■ PROBLEM DESCRIPTION:
Every record below is to be retyped exactly.

■ PROVIDED MATERIAL:
::::::::
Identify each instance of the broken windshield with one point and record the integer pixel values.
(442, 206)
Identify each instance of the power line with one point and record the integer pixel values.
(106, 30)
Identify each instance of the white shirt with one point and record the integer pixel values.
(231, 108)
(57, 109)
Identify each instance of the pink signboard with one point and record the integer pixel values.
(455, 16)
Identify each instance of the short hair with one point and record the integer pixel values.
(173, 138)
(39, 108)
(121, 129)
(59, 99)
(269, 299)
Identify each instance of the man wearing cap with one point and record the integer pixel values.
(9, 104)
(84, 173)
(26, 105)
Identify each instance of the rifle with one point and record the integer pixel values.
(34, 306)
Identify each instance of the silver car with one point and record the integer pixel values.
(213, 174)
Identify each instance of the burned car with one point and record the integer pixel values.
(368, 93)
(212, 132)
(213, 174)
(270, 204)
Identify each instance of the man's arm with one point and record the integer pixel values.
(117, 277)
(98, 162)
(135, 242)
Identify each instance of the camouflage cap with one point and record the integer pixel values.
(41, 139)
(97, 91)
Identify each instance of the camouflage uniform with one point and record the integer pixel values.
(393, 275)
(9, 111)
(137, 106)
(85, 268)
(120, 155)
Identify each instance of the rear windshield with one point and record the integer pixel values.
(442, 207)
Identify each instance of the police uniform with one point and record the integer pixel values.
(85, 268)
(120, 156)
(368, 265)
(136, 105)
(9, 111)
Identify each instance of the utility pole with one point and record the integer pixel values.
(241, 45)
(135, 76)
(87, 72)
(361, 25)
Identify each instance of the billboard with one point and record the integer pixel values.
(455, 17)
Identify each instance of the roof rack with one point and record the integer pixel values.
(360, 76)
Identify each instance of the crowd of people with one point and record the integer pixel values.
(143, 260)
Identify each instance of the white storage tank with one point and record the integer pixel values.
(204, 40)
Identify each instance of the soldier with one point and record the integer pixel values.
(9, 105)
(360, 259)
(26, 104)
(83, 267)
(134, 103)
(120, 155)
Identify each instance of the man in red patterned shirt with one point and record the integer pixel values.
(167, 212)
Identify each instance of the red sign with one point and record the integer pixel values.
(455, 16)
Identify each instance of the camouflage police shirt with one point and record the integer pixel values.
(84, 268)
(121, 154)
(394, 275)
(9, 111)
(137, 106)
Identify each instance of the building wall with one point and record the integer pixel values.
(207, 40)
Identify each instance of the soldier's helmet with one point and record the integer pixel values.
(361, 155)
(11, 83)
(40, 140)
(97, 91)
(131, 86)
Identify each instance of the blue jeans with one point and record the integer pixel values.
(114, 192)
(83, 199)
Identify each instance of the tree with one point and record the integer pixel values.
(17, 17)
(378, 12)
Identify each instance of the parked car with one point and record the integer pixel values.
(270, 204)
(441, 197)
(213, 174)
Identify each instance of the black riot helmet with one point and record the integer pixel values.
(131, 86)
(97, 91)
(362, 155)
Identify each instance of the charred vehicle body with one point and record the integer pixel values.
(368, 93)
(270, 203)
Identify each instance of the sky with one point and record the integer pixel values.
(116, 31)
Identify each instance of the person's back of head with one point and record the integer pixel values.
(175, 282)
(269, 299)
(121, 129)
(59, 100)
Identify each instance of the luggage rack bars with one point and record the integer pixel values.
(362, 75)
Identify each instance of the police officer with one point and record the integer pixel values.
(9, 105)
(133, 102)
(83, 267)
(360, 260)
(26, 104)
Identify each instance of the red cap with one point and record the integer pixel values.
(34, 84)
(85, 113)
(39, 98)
::::::::
■ EXERCISE SOLUTION:
Identify each instance of the broken windshield with one point and record the integer pixel values.
(442, 206)
Identify each instance of the power line with one point and record the integer pixel values.
(106, 30)
Identify each instance of the white shirt with one point and record the integer pixel values.
(231, 108)
(57, 109)
Identify each instance of the pink signboard with one point and record the integer pixel values.
(455, 16)
Identify each instance of the short hair with one point and record the integer pixel values.
(173, 138)
(39, 108)
(121, 129)
(59, 99)
(269, 299)
Identify each instance of the man wearing cap with one point and record the integer pixel values.
(9, 104)
(84, 173)
(26, 105)
Identify each instance of the rifle with one point and record the integer pixel values.
(34, 306)
Identify each instance of the silver car with one point and record the integer pixel values.
(213, 174)
Identify each instance of the burned car with one point and record the integer pixel values.
(368, 93)
(212, 132)
(213, 174)
(270, 204)
Identify each instance of the man's arm with one point and record the integer pixel values.
(117, 277)
(98, 162)
(135, 242)
Identify each instance of the camouflage cap with one point and record the integer pixel values.
(41, 139)
(97, 91)
Identify each instance of the camouflage uniform with one point and record the integer pixel values.
(393, 275)
(9, 111)
(137, 106)
(85, 268)
(120, 155)
Identify each instance of the rear windshield with one point and record the integer pixel values.
(442, 207)
Identify each instance of the police uniform with one point and record the integer pixel values.
(85, 268)
(120, 156)
(368, 265)
(136, 105)
(9, 111)
Identify each instance of the utility pole with one point and record the integer pixel values.
(241, 45)
(135, 76)
(87, 72)
(361, 25)
Identify each instance of the billboard with one point and record the integer pixel values.
(455, 17)
Identify each instance of the roof rack with one point and record the integer pixel values.
(360, 76)
Identify each instance of the crowd of people with one point and record the integer pixel values.
(143, 260)
Identify each instance of the white storage tank with one point and record the integer pixel values.
(204, 40)
Identify each instance of the soldier with one point and record the integer pixel values.
(9, 105)
(360, 259)
(26, 104)
(83, 267)
(134, 103)
(120, 155)
Identify each instance of the man in red patterned shirt with one point and record the integer pixel values.
(167, 212)
Identify each instance of the red sign with one point and record the integer pixel values.
(455, 16)
Identify each instance of the camouflage police shirt with one point and record the integer pixel values.
(84, 268)
(121, 154)
(394, 275)
(9, 111)
(137, 106)
Identify each instance of the building wall with one point and record the integer pixel values.
(207, 40)
Identify each instance of the soldier's helmet with one point and record the integer pixel values.
(361, 155)
(11, 83)
(40, 140)
(97, 91)
(131, 86)
Identify each instance of the blue jeans with one point and record the integer pixel values.
(114, 192)
(83, 199)
Identify each instance of the tree with one point and record the integer pixel values.
(17, 17)
(378, 12)
Identify each instance of the parked car with one point and record the integer pixel values.
(270, 204)
(441, 197)
(213, 174)
Identify each instance of the black riot helmet with one point and record the integer pixel values.
(131, 86)
(97, 91)
(362, 155)
Identify each instance of the charred vehicle body with one point and record the integer pixel values.
(368, 93)
(270, 203)
Identify each instance of the sky with one point and record the integer pixel values.
(116, 31)
Identify each instance of the person's back of head with one point and record the integer pixel values.
(175, 282)
(269, 299)
(121, 129)
(59, 100)
Identify each instance of the luggage rack bars with one point and record the integer pixel values.
(362, 75)
Identify each instance of the police officer with one point and record the integer pixel values.
(9, 105)
(133, 102)
(83, 267)
(360, 260)
(26, 104)
Identify each instance of the red cap with one point and record the integer pixel values.
(34, 84)
(85, 113)
(39, 98)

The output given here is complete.